WRITTEN INSTRUCTION -
Update the items below by replacing every occurrence of "set a pin" with "place a marker" and leaving all other wording unchanged. Leave the pictures out of your answer.

[Image point annotation entries]
####################

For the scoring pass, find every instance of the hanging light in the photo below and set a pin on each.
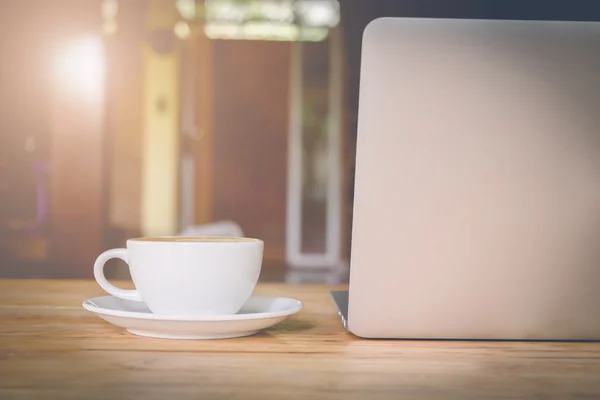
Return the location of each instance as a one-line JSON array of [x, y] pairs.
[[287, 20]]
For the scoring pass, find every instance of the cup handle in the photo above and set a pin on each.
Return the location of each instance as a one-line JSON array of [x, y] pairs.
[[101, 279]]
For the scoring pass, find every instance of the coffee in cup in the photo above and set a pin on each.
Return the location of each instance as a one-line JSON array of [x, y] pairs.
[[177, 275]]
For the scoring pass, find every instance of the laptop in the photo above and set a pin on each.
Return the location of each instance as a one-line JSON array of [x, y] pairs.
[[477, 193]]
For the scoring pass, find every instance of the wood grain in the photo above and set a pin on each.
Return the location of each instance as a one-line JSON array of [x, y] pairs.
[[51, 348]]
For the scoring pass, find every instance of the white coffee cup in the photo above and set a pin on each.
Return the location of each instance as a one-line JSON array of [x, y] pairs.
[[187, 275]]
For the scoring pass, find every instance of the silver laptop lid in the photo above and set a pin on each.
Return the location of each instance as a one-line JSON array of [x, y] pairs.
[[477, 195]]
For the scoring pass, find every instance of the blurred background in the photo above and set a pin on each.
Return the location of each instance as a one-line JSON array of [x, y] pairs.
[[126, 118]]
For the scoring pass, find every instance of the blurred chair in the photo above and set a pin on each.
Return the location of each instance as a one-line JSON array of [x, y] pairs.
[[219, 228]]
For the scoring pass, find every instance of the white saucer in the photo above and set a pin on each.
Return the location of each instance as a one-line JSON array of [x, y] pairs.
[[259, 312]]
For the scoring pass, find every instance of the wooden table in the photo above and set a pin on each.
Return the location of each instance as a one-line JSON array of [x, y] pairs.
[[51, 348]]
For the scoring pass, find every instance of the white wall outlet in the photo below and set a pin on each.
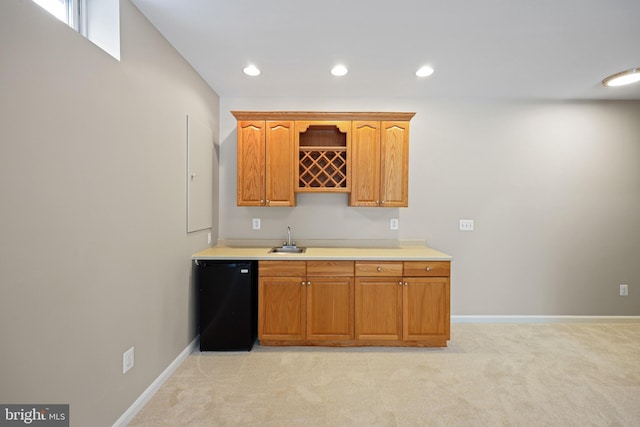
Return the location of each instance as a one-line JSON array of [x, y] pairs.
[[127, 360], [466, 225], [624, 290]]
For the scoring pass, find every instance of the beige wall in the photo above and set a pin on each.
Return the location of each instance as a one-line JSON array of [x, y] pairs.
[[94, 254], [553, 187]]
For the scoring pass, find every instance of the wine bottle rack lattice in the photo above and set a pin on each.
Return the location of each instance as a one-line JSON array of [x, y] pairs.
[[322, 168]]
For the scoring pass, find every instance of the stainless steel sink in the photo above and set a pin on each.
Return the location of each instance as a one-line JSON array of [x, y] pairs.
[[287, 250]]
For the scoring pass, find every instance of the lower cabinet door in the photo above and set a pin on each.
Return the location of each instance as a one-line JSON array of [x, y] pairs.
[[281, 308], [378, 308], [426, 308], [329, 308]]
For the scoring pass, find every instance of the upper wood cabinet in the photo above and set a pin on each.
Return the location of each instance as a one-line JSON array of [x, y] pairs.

####################

CORRECT RESPONSE -
For the scoring pass, find every instance of the hanging light in the photo below and place a marker on each.
Return the location of each instance as a one-line JSON array of [x, y] pairs.
[[287, 20]]
For the scoring pass, find every instance of the cup handle in the photo above and place a marker on each.
Return the location of each instance as a one-line JSON array of [x, y] pairs.
[[101, 279]]
For the scoring pass, find every instance of the coffee in cup in the photo above and place a marker on each.
Return the location of each instance as a one-line JSON array of [x, y] pairs.
[[177, 275]]
For the scoring pass, find every instance of the laptop in the photo above and place a marker on each.
Return the location of each instance as a one-line JSON array of [x, y] pairs.
[[477, 193]]
For the scoring pass, find every instance of the wood grain in the photo above and place a marker on each.
Return the location of each instance as a one-line JSON array of [x, y] pairs.
[[51, 348]]
For the scoring pass, find every instance of the white coffee cup in the photo above and place a marker on each.
Return the location of each instance as a one-line JSON array of [x, y] pairs.
[[187, 275]]
For the scoring pass, find every instance of the silver laptop lid in the photo above and place a marker on each.
Return the location of each instance as a one-line JSON array of [x, y] pairs.
[[477, 195]]
For the scoring pass, find every instance of the blurred background in the photo above and place a marker on each.
Return the location of each instance as a one-line JSON array of [x, y] pairs.
[[126, 118]]
For the scoring pass, find every instance of the blurred chair in the photo above and place a marker on each.
Return the location of each instance as a one-line JSON array of [x, y] pairs.
[[219, 228]]
For the scoring pass, find every instance of the white saucer in the photo above and place a marker on each.
Return the location of each instance as a one-line JSON array of [x, y] pairs.
[[259, 312]]
For the scoring pass, find every instance of the wooden table in the photo above and place a marker on each.
Return the location of each instance as a one-line JSON array of [x, y] pairs.
[[51, 348]]
For the scoring pass, find every instance of the white wall outlet in the photo below and place a marker on each.
Return the location of each instance as a one-line JSON array of [x, y] pairs.
[[127, 360], [466, 225], [624, 290]]
For the scoring pass, find every instance of the beige wall in the photo above and place a marker on each.
Return the location of each instance as a one-line JSON array of [x, y] pairs.
[[94, 254], [553, 187]]
For the scoring pass, find every instance of the wine bottle rack lattice in the photo above and place a marker on each.
Return the location of each instance as a one-line JSON array of [x, y] pairs.
[[322, 168]]
For the scoring pass, find every instance of the stainless steel sink in the photo above and place a marker on each.
Return the location of each instance as a one-line JSON array of [x, y] pairs.
[[287, 250]]
For the scoring pass, find every instance of the lower cabinet door in the photo above and place a marker on each.
Return the location of each instance as a one-line JSON array of [x, y] pairs.
[[281, 308], [378, 308], [426, 308], [329, 308]]
For the scoring pass, find every instance of the upper wood cabinet in the photo above and place a marker on each.
Return the location of each instance as a one-line JSON array of [x, y] pairs.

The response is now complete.